Once you reach the line containing "Query = asphalt road surface" in the data below, restate each line word for word up to and including the one containing "Pick out each instance of the green".

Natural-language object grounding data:
——

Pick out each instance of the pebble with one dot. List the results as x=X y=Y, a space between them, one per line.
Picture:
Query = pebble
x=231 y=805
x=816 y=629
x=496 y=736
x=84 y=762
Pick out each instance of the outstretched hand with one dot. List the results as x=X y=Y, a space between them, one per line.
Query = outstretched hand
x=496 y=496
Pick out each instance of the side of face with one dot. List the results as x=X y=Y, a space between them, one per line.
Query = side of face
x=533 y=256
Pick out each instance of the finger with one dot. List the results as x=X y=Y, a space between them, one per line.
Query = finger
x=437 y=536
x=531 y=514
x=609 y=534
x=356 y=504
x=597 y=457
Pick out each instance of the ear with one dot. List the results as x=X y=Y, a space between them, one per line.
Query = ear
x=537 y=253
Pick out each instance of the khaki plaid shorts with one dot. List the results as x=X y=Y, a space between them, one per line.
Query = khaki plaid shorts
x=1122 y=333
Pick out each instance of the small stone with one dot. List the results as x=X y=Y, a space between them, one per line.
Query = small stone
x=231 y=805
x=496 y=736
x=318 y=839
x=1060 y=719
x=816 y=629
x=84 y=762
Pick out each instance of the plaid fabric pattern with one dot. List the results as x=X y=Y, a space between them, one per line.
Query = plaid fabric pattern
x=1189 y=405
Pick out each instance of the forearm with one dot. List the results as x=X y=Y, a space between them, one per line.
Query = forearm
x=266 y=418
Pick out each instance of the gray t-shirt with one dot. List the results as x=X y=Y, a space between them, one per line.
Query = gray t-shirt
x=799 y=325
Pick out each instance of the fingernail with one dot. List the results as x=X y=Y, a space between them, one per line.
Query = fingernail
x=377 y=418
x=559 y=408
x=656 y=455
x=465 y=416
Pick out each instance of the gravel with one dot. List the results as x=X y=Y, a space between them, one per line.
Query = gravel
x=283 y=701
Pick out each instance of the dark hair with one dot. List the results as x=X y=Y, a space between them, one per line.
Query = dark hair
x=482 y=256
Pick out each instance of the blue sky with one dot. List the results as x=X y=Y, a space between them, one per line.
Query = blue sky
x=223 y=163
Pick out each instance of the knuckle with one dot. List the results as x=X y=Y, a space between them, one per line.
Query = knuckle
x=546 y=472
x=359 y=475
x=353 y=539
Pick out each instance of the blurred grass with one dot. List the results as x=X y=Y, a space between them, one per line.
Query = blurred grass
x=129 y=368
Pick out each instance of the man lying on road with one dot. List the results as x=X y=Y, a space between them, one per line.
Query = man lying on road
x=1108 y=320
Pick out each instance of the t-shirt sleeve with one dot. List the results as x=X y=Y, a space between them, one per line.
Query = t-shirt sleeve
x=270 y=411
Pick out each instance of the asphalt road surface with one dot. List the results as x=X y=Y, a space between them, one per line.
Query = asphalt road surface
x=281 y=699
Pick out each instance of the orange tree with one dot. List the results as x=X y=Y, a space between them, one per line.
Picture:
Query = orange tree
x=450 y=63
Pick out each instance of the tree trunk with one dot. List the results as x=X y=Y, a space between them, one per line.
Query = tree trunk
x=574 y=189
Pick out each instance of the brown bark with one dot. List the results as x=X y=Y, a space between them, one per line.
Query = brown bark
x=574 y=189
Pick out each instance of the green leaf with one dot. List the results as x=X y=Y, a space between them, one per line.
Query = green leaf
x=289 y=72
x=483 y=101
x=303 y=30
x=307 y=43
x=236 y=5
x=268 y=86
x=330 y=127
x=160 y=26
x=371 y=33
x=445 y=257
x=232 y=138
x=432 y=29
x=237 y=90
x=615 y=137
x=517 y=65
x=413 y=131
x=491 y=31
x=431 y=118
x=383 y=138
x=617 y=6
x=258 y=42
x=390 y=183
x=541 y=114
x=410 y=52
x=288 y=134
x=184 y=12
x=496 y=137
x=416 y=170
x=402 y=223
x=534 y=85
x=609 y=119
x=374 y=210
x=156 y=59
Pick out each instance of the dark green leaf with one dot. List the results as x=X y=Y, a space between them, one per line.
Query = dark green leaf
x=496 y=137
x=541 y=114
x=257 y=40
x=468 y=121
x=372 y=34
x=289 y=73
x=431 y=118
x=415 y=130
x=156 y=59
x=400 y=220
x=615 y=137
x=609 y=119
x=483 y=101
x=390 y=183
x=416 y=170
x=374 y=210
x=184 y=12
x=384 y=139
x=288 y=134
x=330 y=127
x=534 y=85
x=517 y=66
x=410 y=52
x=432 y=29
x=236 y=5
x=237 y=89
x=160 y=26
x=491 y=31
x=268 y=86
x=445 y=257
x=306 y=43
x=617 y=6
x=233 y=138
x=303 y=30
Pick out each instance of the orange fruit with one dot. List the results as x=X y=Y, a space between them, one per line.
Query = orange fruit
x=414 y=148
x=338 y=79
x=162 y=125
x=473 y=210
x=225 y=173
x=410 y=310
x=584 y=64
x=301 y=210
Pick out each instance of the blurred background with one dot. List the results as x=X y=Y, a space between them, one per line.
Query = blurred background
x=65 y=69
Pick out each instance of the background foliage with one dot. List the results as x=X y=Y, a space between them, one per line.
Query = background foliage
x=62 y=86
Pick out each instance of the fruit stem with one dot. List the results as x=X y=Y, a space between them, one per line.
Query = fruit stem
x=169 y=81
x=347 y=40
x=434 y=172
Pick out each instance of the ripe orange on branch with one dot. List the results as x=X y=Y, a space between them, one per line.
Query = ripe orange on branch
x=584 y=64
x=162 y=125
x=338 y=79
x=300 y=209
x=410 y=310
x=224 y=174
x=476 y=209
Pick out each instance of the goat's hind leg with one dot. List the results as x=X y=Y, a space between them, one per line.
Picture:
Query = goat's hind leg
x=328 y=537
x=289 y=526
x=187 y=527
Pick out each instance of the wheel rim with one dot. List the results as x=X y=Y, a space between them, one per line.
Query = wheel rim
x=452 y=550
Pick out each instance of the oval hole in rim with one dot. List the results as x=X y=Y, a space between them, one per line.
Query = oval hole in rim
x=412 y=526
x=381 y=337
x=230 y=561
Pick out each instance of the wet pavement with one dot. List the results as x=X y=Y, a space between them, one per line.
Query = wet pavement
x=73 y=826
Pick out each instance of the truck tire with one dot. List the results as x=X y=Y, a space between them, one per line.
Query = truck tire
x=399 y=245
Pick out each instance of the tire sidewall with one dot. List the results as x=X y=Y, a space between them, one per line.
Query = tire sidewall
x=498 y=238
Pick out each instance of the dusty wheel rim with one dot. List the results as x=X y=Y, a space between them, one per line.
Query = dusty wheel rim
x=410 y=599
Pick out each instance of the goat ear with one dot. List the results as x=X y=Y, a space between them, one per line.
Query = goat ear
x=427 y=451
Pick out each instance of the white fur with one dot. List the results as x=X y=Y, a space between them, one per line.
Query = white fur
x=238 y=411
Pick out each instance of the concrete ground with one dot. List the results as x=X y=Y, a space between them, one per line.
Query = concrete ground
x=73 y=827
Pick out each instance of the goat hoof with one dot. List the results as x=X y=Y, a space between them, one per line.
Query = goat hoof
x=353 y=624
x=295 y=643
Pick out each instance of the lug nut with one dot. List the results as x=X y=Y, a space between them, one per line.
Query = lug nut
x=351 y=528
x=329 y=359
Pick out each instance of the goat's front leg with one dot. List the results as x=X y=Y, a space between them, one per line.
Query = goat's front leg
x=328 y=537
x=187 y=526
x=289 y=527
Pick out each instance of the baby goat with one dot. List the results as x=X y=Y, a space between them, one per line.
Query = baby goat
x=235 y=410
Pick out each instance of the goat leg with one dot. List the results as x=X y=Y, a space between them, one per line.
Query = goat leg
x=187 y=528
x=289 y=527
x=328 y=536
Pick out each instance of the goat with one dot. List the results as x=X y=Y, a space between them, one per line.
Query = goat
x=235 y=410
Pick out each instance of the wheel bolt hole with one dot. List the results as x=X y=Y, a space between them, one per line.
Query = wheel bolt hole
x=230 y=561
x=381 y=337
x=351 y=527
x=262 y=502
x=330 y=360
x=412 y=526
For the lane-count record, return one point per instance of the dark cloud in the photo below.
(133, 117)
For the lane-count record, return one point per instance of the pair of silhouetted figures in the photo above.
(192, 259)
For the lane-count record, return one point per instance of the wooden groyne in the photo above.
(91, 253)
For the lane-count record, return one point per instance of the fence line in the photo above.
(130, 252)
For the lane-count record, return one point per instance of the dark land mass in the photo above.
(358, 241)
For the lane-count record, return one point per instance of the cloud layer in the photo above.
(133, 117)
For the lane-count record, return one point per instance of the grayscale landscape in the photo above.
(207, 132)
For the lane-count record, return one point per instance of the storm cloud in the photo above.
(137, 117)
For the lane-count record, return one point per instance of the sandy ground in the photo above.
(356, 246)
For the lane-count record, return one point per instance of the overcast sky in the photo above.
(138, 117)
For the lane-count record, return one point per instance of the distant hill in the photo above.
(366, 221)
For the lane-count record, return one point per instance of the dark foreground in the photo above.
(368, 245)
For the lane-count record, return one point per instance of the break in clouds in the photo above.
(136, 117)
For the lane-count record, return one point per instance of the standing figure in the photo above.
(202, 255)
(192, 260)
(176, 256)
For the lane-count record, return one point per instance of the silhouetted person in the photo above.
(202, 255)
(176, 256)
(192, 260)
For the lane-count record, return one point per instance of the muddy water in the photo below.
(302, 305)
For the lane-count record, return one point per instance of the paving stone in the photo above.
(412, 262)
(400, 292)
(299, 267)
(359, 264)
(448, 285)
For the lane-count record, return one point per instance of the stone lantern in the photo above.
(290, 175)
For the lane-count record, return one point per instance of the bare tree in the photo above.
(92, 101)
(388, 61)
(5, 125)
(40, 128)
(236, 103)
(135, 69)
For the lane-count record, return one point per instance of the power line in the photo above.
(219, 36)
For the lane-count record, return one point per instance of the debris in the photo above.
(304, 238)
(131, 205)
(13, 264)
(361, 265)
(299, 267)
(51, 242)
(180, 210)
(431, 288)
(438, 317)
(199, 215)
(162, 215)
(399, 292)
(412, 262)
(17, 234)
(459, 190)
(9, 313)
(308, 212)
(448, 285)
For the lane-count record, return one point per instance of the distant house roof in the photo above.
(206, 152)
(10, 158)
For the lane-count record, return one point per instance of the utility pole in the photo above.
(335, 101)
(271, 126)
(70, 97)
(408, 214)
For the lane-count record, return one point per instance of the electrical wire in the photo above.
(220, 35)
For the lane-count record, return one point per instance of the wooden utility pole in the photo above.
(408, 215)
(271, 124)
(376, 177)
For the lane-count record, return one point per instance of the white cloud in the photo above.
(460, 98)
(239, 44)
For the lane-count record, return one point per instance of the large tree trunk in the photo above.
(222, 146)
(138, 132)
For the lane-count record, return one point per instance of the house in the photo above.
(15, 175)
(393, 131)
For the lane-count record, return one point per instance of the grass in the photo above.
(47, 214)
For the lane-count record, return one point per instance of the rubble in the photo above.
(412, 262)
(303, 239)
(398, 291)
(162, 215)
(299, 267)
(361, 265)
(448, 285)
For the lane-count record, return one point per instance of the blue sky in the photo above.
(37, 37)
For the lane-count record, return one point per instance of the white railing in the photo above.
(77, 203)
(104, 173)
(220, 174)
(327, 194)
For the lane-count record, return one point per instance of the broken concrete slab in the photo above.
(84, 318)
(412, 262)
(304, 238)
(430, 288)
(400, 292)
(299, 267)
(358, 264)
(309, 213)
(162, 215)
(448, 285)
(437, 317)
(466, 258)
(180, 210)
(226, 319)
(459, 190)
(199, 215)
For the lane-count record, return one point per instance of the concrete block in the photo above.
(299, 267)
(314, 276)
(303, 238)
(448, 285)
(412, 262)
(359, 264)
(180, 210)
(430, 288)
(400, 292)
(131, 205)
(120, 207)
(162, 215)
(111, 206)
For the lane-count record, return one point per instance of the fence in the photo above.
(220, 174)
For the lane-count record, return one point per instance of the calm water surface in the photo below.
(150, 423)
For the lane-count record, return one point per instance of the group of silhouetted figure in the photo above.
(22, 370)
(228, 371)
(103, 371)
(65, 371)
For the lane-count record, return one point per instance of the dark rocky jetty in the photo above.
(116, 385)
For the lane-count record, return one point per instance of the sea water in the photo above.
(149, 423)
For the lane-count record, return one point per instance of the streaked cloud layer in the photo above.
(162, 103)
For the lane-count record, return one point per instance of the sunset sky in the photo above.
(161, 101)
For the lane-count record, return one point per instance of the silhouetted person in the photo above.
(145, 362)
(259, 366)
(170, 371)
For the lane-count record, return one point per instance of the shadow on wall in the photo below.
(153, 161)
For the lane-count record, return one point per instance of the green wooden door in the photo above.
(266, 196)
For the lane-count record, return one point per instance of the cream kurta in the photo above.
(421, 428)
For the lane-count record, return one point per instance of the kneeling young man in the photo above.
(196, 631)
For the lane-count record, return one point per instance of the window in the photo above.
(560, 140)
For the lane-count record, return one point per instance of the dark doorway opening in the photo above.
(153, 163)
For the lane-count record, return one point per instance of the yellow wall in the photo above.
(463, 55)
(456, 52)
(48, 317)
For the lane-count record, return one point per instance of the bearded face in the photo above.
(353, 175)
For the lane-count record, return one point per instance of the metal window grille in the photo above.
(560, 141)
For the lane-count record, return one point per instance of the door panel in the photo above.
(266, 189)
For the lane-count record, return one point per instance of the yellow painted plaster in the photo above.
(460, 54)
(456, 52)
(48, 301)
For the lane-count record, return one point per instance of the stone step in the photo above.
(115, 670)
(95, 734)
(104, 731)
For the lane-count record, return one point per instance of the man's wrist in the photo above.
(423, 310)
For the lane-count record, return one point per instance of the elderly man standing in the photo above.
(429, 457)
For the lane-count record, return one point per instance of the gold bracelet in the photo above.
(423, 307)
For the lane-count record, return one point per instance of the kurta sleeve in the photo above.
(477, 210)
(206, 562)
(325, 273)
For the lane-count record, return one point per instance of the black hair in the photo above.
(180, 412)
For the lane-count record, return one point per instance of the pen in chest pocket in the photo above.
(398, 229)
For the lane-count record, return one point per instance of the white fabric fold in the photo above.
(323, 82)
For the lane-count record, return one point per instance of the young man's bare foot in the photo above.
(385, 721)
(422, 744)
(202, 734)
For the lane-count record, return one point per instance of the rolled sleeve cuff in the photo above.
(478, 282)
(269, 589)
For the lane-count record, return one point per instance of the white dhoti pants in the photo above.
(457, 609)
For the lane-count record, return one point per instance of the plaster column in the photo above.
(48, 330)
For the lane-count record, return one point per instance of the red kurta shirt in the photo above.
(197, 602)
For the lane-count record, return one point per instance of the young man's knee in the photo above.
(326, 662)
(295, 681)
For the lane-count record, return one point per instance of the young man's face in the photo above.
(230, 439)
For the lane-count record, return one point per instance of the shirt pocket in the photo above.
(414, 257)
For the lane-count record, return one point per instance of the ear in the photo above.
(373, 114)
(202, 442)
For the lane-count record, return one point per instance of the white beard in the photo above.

——

§ EXPECTED OUTPUT
Query = asphalt road surface
x=281 y=699
Pick out each instance of the orange tree with one dot. List the results as x=X y=Y, a space between them, one per line.
Picture:
Query = orange tree
x=450 y=63
Pick out each instance of the tree trunk with one dot. List the results as x=X y=Y, a space between them, one per line.
Query = tree trunk
x=574 y=189
Pick out each instance of the brown bark with one dot. List the results as x=X y=Y, a space between them, one per line.
Query = brown bark
x=574 y=189
Pick out each instance of the green leaf with one dot. List the results as x=X y=Y, a space between them, one per line.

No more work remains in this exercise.